Short problem: Everything from the line that contains "e.g. [(549, 357)]" through the final line of the records should be written out exactly, and nothing outside that span.

Exercise materials:
--------------------
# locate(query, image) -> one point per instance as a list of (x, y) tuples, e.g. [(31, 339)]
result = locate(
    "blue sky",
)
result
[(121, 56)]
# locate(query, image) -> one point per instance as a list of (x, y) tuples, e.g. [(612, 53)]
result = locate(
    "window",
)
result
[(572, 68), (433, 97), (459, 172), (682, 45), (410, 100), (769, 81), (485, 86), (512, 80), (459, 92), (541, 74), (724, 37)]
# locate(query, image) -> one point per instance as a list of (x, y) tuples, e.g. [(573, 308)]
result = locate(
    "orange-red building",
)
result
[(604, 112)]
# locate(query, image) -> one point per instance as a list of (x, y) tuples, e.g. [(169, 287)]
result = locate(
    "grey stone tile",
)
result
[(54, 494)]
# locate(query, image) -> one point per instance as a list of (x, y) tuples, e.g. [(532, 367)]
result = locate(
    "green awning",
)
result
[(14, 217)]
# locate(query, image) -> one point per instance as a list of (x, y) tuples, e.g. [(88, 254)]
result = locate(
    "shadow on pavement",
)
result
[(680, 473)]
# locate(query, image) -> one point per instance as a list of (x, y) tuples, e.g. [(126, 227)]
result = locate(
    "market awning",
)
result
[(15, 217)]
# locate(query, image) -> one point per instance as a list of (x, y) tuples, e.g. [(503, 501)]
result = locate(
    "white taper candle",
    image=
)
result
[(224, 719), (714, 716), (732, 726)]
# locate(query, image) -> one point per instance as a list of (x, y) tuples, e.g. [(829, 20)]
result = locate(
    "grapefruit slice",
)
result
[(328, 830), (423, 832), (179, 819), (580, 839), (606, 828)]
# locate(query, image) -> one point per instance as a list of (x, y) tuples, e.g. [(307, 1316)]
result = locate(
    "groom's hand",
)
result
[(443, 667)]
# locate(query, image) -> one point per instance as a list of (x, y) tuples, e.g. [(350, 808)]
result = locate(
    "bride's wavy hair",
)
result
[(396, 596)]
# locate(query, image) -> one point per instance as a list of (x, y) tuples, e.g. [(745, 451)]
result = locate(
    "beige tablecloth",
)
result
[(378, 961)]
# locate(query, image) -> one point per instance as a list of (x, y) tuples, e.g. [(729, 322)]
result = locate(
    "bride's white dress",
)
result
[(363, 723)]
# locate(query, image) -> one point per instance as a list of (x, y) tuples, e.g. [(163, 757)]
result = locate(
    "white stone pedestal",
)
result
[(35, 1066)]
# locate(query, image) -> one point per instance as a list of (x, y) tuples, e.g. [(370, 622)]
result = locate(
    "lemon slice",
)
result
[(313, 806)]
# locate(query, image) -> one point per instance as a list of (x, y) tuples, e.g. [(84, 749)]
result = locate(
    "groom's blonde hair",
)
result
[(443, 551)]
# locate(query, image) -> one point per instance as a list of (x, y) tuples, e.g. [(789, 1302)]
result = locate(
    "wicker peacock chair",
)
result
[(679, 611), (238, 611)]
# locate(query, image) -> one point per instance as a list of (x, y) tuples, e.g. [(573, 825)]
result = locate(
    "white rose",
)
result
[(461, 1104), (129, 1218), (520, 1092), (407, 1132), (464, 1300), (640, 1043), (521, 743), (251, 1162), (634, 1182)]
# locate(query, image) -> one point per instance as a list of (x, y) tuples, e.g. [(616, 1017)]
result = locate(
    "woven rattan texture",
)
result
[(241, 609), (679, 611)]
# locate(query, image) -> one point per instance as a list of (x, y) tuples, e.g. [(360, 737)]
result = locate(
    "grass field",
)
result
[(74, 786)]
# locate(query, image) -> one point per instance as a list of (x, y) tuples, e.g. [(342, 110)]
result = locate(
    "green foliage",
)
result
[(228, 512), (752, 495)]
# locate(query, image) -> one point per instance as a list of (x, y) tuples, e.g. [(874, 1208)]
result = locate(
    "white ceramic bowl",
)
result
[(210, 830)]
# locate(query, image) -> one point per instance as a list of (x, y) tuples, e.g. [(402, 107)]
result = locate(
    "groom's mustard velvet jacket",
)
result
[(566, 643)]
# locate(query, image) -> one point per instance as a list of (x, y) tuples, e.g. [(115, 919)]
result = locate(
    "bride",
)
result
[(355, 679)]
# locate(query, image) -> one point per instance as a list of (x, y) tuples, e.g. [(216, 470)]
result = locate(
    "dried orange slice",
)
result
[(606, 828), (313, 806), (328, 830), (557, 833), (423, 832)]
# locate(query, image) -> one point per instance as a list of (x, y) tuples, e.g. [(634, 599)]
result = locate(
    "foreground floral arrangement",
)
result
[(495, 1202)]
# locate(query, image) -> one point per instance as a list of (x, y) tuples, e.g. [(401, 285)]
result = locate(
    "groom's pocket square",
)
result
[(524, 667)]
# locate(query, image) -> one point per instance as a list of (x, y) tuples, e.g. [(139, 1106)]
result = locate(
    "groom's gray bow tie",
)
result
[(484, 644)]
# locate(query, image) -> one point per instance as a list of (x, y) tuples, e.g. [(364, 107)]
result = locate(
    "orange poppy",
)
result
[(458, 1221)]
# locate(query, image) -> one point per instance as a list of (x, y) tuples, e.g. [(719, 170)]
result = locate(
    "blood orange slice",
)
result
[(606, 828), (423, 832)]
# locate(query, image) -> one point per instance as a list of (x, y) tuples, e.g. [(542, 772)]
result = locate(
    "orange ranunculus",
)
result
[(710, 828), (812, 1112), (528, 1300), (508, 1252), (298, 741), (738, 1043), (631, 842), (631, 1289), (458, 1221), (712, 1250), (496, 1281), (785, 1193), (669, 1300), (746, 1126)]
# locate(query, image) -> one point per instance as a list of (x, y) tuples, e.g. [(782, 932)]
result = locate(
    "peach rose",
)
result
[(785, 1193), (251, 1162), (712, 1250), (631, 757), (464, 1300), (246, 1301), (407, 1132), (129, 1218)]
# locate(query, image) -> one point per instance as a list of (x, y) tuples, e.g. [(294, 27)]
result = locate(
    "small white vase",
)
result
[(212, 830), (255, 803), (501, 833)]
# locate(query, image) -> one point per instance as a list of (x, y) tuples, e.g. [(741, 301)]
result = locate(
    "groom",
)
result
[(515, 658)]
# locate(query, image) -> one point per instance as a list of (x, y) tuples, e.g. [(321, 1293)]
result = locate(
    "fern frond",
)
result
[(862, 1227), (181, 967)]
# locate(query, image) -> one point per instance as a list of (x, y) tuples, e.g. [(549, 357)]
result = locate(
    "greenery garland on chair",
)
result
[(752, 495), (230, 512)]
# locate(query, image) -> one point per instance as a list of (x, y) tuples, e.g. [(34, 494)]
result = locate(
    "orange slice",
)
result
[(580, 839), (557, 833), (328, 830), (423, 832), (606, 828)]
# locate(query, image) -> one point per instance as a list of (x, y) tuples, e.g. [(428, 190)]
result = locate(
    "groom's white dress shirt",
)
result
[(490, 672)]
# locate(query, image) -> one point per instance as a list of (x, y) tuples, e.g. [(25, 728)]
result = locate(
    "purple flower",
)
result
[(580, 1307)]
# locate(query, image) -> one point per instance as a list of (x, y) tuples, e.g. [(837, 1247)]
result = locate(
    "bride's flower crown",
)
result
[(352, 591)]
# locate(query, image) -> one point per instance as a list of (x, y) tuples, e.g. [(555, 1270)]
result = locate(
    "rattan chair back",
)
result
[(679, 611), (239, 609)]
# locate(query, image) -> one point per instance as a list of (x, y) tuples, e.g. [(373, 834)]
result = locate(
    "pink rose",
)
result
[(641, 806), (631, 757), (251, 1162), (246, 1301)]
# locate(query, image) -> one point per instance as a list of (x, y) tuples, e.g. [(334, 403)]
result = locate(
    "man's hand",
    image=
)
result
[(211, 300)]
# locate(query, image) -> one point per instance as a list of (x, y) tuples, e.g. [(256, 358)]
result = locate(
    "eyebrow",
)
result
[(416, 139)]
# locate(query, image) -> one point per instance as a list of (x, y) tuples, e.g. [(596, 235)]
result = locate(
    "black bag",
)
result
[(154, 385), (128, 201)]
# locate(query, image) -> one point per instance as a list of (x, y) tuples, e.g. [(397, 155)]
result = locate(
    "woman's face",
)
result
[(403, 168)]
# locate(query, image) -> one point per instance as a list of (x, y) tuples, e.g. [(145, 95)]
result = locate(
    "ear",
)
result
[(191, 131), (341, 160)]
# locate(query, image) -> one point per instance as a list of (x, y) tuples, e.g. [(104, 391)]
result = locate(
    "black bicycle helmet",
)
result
--------------------
Exercise answer:
# locate(query, image) -> one point per instance as a list of (x, y) tuples, e.g. [(549, 357)]
result = locate(
    "greenery garland on chair",
)
result
[(752, 495), (230, 512)]
# locate(query, image) -> one point per instance as a list of (x, y) tuples, e.g. [(34, 494)]
result = locate(
    "orange slice",
)
result
[(580, 839), (557, 833), (328, 830), (423, 832), (606, 828)]
# locate(query, image) -> one point per instance as a list of (x, y) tuples, e.g. [(428, 190)]
result = locate(
    "groom's white dress shirt",
)
result
[(490, 672)]
# locate(query, image) -> one point per instance as a list of (x, y) tuples, e.g. [(25, 728)]
result = locate(
    "purple flower",
)
result
[(580, 1307)]
# locate(query, image) -> one point per instance as a list of (x, y) tuples, e.g. [(837, 1247)]
result = locate(
    "bride's flower crown",
)
result
[(352, 591)]
# locate(query, image) -> one point per instance as a list of (x, y) tuples, e.g. [(555, 1270)]
result = locate(
    "rattan chair back",
)
result
[(679, 611), (239, 609)]
# locate(query, image) -> one point per instance as a list of (x, y) tuples, e.g. [(373, 834)]
result = locate(
    "pink rose",
)
result
[(641, 806), (631, 757), (251, 1162), (246, 1301)]
# locate(query, image) -> one point per instance as a list of (x, y) tuples, e.g. [(334, 403)]
result = locate(
    "man's hand",
    image=
)
result
[(211, 300)]
# locate(query, image) -> one point per instance as a list of (x, y) tuples, e.g. [(256, 358)]
result = locate(
    "eyebrow",
)
result
[(416, 139)]
# locate(query, image) -> one point per instance as a list of (x, y) tuples, e.g. [(596, 235)]
result = locate(
    "black bag",
)
result
[(154, 385), (128, 201)]
# locate(query, image) -> one point per instance as a list of (x, y) tuples, e.g. [(397, 155)]
result = locate(
    "woman's face",
)
result
[(403, 168)]
# locate(query, image) -> one point per instance as a list of (x, y) tuples, e.g. [(145, 95)]
result = locate(
    "ear",
)
result
[(191, 131), (341, 160)]
# locate(query, image) -> one point per instance as a list of (x, y) tuples, e.g. [(104, 391)]
result = locate(
    "black bicycle helmet",
)
result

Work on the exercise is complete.